GIVEN EXERCISE:
Could you give back everything from the line containing "Q: Put a point on each instance of the upholstered" down to the line containing "x=465 y=382", substituting "padded bench" for "upholstered bench" and leaving every other character as it is?

TASK DATA:
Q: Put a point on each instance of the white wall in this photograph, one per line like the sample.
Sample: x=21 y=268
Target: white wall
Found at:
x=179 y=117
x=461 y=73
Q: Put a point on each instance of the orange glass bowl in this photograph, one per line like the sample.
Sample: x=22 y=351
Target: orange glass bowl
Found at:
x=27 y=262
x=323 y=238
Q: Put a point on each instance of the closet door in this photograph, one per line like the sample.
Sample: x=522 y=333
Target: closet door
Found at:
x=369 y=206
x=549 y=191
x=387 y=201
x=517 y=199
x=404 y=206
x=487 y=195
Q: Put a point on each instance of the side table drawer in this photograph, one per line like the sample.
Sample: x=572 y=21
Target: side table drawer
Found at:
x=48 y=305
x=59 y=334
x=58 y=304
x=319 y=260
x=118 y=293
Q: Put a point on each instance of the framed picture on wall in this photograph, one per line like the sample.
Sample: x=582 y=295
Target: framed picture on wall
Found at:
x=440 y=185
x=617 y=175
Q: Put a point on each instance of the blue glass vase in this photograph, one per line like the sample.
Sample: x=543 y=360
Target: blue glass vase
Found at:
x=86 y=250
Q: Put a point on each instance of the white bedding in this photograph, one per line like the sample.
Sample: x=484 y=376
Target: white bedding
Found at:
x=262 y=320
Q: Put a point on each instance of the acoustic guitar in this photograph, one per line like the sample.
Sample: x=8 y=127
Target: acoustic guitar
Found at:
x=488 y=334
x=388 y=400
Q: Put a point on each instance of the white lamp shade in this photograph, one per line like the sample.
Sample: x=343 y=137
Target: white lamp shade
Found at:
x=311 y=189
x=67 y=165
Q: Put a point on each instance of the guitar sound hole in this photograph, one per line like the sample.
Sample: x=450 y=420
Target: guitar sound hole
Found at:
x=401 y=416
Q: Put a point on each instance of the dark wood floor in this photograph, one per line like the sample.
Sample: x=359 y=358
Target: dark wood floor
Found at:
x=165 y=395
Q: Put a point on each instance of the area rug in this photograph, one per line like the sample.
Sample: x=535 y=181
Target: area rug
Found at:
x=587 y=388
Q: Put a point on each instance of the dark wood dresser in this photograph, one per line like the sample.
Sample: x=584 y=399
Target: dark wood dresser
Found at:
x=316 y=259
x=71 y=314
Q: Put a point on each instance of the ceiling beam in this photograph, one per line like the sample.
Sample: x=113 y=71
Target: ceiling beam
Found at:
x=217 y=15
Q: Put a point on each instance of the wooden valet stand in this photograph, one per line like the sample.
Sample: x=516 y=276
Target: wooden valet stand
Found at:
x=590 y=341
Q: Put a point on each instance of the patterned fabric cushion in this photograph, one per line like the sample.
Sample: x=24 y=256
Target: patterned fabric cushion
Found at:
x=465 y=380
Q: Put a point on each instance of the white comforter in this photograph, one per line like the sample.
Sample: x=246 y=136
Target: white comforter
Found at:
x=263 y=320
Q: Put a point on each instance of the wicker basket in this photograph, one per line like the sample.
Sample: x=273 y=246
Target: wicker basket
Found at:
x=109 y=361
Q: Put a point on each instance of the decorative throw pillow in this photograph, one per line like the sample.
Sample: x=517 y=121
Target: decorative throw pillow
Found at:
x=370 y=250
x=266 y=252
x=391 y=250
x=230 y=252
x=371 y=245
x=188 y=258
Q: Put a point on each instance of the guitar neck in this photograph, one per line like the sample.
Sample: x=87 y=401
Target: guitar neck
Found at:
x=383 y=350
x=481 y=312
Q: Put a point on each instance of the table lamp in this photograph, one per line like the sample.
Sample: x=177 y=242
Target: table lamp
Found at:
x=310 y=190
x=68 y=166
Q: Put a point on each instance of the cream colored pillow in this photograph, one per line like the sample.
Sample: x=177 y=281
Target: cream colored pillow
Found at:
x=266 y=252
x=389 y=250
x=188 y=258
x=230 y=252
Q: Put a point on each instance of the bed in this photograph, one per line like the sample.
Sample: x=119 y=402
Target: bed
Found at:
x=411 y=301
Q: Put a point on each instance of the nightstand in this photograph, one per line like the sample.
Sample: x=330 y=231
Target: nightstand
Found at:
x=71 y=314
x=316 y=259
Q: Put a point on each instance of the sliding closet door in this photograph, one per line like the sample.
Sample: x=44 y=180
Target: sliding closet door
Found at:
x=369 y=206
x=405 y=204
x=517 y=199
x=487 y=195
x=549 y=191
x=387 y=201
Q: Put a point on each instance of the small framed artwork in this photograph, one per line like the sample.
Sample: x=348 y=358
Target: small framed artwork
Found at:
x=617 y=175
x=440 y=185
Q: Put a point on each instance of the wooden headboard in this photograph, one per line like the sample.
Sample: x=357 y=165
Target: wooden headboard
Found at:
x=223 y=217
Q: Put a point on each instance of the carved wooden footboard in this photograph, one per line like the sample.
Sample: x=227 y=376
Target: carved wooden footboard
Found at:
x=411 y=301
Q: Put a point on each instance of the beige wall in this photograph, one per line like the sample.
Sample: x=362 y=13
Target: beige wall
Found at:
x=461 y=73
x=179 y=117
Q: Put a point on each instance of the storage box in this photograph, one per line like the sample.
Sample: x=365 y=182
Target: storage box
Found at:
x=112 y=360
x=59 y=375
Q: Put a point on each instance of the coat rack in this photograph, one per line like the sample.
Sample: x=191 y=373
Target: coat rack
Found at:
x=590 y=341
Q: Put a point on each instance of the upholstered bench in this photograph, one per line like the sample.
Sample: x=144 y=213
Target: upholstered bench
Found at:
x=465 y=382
* * *
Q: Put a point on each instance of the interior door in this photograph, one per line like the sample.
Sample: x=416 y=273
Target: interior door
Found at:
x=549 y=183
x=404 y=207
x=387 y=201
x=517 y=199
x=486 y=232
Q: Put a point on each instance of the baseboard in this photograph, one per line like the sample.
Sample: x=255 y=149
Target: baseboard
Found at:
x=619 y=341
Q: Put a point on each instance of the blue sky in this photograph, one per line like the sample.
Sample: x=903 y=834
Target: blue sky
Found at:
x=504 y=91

IN RESPONSE:
Q: Put a point on each instance of the padded bench in this photograph, one per line like the sample.
Sample: x=144 y=213
Target: padded bench
Found at:
x=465 y=382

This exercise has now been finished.